• [Extrait présenté]:
Ah cette sacro-sainte fessée ! Tant redoutée des enfant, adulée par (certains) parents.

J'exagère ? Elle est pourtant encore de nos jours présentée comme un phénomène inévitable dans l'éducation, voire indispensable. Il suffit de voir les réactions qu'a suscité le projet de loi qui fut présenté à l'assemblée pour interdire la fessée en France (notez que par « fessée » j'entends les châtiments corporels dans leur ensemble), autant chez les politiques que chez certains parents. C'est que la fessée en France madame, on y tient ! Ça fait partie de notre culture éducative, et nous sommes nombreux à en avoir goûter l’inénarrable saveur qui nous poursuit encore aujourd’hui. Elle a teinté nos souvenirs d'enfance de cette délicieuse odeur de peur, d'humiliation et de regret. C'est vrai quoi ! Qu'auraient été nos enfances sans elle si ce n'est un ramassis insipide de bienveillance et de tendresse ! Hein ?

Moi j'y ai goûté, souvent. Je la connais bien c'est une vieille amie à moi, on a fait un bout de chemin ensemble. J'étais même prête à continuer avec elle mon chemin de maman, jusqu'au jour où mon ventre s'est arrondi, me donnant la force de voir la vérité en face.

Et bien aujourd'hui la fessée, je suis CONTRE !


C'est déjà une question de justice sociale. Quelle est cette justice au rabais qui décrète que les seules personnes que nous avons le droit de frapper impunément, ce sont nos propres enfants !?
Si un type dans la rue vous manque de respect, vous n'allez pas aller lui en coller une derrière la tête pour lui apprendre les bonnes manières. Ou si vous le faites, le type qui vous a insulté a parfaitement le droit de porter plainte contre vous et vous aurez tort. Car vous n'avez pas le droit aux yeux de la loi de frapper une andouille qui vous insulte (et heureusement, sinon nos rues ressembleraient au village d'Asterix où tout le monde se tape dessus à coup de poisson pas frais). Mais si c'est votre enfant, là vous pouvez ! Parce que c'est pour son bien, parce que c'est pour son éducation. Oui madame !

Alors d'abord, soyons clairs, la fessée ne fait de bien à PERSONNE. Considérons la chose ainsi : les enfants n'aiment pas être frappés. Vous avez été enfant : avez-vous aimer recevoir des baffes ? Non. D'ailleurs si les enfants aimaient ça, les fessées seraient considérées comme inefficaces.
Mais le parent non plus, n'aime pas en donner ! D'ailleurs le parent n'a pas le droit d'aimer en donner ! Un parent qui aime frapper ses enfants c'est un pervers, un sadique, un tortionnaire.
Donc l'enfant n'aime pas en recevoir et ne doit pas aimer en recevoir, le parent n'aime pas en donner et ne doit pas aimer en donner : mais la fessée c'est bien ! C'est bien pour qui alors ?

• [Consigne donnée A]:
Répondez à ces questions sur l'extrait consacré à la fessée.
(i) Quel moment a donné la force de voir la vérité en face ?
(ii) À quel village nos rues ressembleraient-elles si l'on avait le droit de frapper une personne qui nous insulte ?
(iii) Par quels trois mots l'extrait désigne-t-il un parent qui aime frapper ses enfants ?
L'extrait et la liste n'ont aucun lien entre eux.

• [Données fournies]:
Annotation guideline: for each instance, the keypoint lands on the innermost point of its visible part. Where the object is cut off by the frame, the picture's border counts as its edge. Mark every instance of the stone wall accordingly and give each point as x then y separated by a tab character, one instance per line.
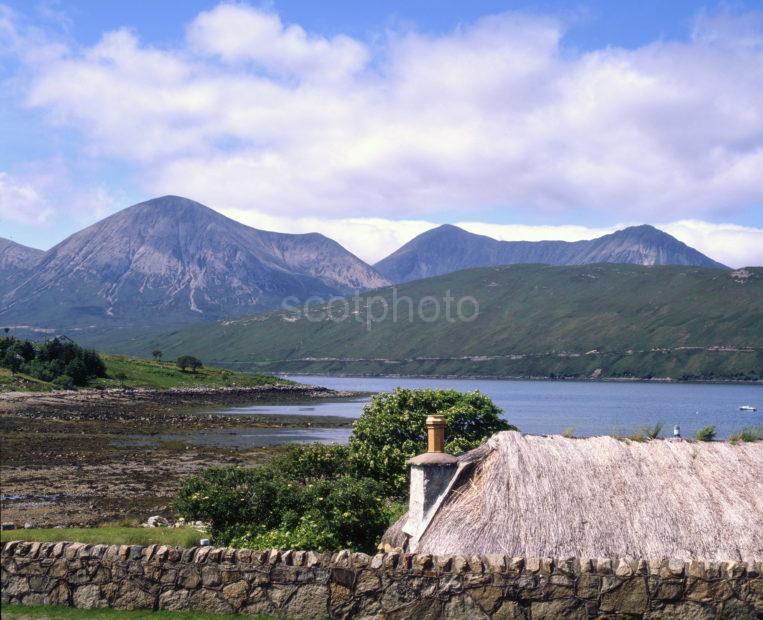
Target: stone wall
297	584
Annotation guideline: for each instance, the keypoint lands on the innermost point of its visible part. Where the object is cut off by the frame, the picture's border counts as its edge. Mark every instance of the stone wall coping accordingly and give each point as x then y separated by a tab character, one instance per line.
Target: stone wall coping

--

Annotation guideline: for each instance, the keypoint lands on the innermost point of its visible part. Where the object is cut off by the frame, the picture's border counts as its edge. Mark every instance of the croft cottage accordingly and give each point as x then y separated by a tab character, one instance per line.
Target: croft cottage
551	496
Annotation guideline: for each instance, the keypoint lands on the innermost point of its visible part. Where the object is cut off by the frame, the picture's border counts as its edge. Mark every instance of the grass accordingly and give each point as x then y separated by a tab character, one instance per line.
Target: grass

--

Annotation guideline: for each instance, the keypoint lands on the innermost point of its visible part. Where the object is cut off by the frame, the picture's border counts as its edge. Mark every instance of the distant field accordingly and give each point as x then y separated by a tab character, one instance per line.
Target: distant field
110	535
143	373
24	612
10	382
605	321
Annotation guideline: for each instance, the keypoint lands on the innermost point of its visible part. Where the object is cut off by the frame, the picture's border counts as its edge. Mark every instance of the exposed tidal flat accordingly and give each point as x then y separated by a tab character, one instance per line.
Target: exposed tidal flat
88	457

• [Consigne donnée B]: Dans la liste, recopiez à l'identique les lignes suivantes : commencez à la ligne qui contient « of the croft » et arrêtez-vous après celle qui contient « Target: grass ».

• [Réponse complète A]:
(i) Le jour où son ventre s'est arrondi.
(ii) Au village d'Asterix, où tout le monde se tape dessus à coup de poisson pas frais.
(iii) Un pervers, un sadique, un tortionnaire.

• [Réponse complète B]:
Annotation guideline: for each instance, the keypoint lands on the innermost point of its visible part. Where the object is cut off by the frame, the picture's border counts as its edge. Mark every instance of the croft cottage accordingly and give each point as x then y separated by a tab character, one instance per line.
Target: croft cottage
551	496
Annotation guideline: for each instance, the keypoint lands on the innermost point of its visible part. Where the object is cut off by the frame, the picture's border counts as its edge. Mark every instance of the grass accordingly and give each point as x then y separated by a tab character, one instance per line.
Target: grass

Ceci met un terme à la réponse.